* Supplied records *
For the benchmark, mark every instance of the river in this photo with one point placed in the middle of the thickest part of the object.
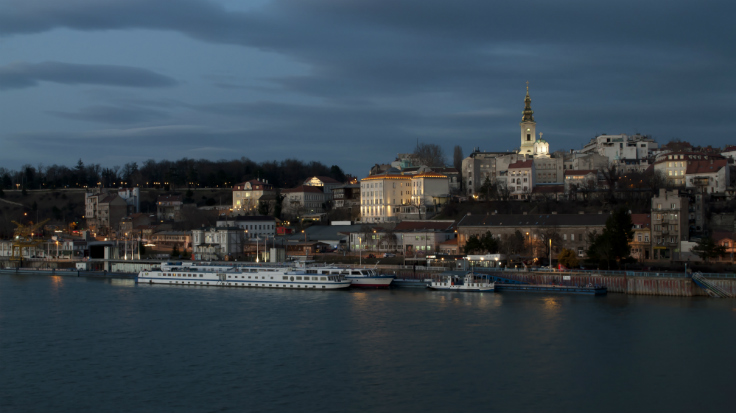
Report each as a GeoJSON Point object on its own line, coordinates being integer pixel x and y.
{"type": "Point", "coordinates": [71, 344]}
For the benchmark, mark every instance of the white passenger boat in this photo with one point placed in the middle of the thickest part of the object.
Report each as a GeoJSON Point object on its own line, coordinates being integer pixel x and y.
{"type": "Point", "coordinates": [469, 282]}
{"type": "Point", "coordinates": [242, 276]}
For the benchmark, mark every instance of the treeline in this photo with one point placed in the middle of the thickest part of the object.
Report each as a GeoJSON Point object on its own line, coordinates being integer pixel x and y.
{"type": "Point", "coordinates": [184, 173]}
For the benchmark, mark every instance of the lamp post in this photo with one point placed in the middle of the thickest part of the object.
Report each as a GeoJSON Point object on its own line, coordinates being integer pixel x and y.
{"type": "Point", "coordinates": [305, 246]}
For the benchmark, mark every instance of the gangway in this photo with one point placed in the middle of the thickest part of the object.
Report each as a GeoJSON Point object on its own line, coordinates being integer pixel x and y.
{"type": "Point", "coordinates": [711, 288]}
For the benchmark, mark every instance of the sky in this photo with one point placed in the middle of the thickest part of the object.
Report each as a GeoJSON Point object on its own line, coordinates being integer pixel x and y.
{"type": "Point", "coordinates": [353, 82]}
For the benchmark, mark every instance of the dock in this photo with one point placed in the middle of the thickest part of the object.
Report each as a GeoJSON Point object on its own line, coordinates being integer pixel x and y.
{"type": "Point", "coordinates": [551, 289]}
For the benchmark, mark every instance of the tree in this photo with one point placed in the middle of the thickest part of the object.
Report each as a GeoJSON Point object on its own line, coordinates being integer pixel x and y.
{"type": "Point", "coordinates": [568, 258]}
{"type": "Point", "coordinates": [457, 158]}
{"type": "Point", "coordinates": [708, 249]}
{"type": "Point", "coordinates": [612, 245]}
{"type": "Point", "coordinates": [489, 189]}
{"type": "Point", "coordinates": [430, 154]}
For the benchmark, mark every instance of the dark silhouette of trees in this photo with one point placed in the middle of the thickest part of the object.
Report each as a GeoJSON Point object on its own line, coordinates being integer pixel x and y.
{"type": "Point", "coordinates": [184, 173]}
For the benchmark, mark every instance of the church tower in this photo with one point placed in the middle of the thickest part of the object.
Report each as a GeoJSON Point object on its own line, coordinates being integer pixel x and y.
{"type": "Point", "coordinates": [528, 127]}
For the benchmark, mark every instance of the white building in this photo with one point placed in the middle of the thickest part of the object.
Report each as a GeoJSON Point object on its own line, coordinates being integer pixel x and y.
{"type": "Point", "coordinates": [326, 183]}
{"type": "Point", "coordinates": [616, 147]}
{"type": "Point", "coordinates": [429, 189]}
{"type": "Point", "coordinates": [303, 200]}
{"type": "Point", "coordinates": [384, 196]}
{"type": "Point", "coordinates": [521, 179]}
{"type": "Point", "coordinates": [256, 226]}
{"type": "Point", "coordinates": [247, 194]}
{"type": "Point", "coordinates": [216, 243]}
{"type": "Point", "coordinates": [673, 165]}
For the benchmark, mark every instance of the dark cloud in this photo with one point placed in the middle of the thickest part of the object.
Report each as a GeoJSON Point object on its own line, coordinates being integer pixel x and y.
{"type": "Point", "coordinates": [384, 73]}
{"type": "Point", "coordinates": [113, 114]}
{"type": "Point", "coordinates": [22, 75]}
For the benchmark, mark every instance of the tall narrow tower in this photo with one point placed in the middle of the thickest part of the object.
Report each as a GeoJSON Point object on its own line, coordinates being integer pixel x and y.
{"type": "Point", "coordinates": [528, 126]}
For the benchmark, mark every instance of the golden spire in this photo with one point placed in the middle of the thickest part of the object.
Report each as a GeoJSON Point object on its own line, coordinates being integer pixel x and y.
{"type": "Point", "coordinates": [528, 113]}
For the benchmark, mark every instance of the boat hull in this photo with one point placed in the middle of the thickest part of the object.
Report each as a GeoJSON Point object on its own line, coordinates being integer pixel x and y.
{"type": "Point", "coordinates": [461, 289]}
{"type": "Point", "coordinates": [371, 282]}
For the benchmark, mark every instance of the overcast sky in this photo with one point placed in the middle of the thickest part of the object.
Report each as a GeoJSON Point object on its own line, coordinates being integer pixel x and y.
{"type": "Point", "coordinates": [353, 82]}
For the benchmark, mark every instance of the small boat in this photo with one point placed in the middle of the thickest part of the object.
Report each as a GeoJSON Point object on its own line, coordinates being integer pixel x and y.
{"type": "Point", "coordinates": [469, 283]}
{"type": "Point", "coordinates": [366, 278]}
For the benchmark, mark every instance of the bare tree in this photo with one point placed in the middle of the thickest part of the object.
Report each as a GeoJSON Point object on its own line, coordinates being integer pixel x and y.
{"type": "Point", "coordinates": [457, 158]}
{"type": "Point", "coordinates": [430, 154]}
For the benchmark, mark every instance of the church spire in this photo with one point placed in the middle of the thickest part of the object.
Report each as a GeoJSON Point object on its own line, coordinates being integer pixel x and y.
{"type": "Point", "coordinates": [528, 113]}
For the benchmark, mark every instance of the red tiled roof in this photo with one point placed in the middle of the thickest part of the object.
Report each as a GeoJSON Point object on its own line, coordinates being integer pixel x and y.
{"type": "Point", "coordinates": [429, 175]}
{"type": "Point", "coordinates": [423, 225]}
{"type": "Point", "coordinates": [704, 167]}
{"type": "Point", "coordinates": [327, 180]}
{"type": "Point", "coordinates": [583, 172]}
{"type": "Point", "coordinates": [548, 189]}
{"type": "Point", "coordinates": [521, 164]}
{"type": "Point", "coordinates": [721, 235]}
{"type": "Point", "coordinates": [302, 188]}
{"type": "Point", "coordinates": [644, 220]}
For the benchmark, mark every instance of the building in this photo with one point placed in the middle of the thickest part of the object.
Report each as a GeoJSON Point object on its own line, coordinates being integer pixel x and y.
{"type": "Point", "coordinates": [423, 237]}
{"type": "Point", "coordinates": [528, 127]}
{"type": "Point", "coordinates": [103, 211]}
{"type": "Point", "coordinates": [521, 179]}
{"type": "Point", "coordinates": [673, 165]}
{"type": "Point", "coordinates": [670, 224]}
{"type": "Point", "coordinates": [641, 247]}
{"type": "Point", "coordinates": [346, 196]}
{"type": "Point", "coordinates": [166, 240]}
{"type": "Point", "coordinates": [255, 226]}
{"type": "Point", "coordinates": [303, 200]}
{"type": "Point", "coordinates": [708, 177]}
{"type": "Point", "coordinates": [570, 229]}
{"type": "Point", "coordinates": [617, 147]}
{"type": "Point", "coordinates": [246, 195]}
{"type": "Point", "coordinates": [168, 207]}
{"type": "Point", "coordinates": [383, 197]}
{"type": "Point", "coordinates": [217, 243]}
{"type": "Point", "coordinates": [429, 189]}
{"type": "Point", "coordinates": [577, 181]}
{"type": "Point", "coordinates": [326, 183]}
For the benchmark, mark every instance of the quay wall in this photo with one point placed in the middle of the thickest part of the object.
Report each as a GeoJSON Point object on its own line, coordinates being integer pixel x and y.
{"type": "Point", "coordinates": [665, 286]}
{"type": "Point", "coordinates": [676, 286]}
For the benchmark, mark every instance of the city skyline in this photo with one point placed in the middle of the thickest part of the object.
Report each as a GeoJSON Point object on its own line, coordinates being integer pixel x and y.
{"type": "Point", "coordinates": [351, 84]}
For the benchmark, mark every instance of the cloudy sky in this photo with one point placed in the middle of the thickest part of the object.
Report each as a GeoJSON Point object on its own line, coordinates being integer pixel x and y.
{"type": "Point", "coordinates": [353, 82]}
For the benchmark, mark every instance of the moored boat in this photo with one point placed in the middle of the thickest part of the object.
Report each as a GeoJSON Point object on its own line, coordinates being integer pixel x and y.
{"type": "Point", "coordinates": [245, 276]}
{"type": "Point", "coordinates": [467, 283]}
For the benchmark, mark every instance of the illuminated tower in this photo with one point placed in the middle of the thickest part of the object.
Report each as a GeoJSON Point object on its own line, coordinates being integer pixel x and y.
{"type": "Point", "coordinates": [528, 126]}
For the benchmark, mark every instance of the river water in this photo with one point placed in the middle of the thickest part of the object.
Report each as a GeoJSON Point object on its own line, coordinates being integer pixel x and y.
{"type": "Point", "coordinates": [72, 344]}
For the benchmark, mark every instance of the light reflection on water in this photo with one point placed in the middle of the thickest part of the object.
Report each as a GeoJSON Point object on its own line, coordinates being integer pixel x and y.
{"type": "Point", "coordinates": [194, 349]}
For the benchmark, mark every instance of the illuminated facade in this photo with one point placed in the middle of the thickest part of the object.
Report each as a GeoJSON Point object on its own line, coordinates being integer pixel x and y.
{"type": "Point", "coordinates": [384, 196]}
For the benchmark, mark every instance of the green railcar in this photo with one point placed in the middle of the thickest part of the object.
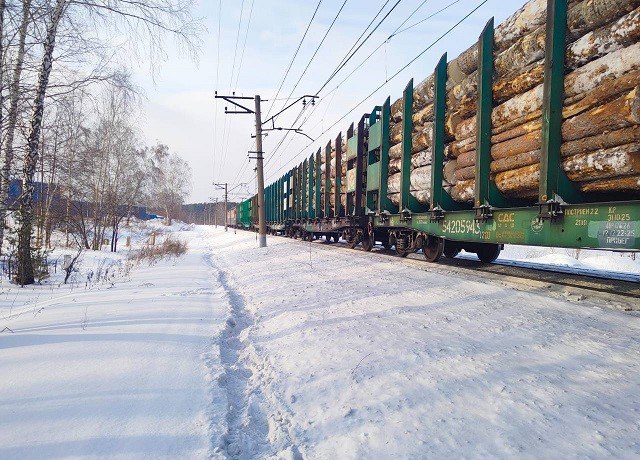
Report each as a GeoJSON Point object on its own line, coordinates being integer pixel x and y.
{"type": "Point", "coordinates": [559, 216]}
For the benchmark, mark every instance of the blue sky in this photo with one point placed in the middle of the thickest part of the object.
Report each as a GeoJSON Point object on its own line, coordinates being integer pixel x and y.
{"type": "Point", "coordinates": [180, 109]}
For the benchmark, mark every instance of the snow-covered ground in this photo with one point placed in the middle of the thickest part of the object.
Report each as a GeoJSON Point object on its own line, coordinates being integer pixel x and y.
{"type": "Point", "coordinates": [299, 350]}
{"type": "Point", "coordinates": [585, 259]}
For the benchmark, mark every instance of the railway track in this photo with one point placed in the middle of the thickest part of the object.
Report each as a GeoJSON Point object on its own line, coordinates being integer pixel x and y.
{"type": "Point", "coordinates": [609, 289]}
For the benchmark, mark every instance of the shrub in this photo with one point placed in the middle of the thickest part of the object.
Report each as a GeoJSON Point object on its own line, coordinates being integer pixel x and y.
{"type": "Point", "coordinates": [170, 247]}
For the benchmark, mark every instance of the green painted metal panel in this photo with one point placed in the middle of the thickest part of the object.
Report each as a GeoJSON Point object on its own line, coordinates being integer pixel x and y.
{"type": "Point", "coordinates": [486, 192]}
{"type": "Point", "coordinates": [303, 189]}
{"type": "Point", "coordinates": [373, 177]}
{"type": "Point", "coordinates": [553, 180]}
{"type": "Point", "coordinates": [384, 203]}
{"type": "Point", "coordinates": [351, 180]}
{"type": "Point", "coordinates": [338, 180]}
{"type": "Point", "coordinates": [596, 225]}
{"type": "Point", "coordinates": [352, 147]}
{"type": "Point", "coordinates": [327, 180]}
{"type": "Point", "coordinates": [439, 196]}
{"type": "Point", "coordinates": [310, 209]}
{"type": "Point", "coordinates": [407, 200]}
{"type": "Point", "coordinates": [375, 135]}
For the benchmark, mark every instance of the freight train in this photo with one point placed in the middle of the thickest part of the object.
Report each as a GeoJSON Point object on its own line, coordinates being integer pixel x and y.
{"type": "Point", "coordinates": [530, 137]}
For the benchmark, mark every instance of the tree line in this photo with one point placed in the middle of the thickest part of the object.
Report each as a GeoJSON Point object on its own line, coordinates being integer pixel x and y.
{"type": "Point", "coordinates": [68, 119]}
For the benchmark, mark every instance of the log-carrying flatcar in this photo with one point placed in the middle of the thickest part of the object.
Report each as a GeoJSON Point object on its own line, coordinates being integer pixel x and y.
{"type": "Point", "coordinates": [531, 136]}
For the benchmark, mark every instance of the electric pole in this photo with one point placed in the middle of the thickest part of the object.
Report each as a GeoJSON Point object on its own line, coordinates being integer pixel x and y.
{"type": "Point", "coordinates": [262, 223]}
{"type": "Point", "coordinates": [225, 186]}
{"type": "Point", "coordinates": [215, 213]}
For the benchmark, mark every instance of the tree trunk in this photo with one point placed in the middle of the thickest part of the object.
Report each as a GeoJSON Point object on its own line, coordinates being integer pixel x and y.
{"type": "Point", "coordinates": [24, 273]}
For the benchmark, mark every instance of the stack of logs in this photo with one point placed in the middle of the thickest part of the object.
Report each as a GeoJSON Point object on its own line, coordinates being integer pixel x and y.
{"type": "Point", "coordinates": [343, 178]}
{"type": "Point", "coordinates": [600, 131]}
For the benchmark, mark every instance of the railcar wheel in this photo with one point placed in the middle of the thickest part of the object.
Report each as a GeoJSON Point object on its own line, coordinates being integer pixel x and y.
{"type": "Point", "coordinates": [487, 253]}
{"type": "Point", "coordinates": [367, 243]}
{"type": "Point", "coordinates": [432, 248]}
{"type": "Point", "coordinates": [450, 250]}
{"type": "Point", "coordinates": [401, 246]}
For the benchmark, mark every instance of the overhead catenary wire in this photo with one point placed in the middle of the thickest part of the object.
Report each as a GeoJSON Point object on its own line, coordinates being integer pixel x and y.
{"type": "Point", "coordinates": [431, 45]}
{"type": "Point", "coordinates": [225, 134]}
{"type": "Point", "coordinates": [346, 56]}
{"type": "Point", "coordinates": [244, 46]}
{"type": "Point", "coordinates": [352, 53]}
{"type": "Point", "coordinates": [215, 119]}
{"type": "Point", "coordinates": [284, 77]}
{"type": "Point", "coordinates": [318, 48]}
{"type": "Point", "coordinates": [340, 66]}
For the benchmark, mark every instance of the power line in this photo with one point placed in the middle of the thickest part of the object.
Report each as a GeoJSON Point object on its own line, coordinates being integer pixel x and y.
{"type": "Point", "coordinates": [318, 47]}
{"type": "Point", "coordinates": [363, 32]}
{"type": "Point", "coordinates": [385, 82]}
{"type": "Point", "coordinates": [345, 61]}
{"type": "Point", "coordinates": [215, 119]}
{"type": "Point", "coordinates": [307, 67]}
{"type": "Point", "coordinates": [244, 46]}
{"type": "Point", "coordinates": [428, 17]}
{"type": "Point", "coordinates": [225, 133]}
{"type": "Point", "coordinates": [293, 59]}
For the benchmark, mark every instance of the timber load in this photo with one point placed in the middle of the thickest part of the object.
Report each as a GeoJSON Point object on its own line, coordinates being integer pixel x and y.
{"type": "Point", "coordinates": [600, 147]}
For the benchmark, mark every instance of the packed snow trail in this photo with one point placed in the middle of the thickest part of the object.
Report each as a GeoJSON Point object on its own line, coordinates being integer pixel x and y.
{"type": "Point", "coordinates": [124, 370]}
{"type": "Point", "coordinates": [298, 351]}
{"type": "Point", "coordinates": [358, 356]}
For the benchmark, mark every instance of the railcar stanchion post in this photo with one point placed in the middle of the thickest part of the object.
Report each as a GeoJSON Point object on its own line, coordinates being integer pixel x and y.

* What this task involves *
Repeat only the stretch of lines starting at the one containing "For the benchmark, mark every instance of the packed" and running to the final line of the entries above.

* Completed task *
For the benchmark, mark every instance of the packed snow trail in this photo with one point placed in the middle of the thickest part of the object.
Report each as a GeoJSON Point object on its own line, coordinates being integer pixel x and y.
{"type": "Point", "coordinates": [124, 370]}
{"type": "Point", "coordinates": [298, 351]}
{"type": "Point", "coordinates": [358, 356]}
For the benchmark, mark every instance of the railcar stanchion post in this photo with one point placed in the middle of the thickest part of the object.
Report each as a GeoJSON Point object on its own line, coordinates being integer pixel x and y.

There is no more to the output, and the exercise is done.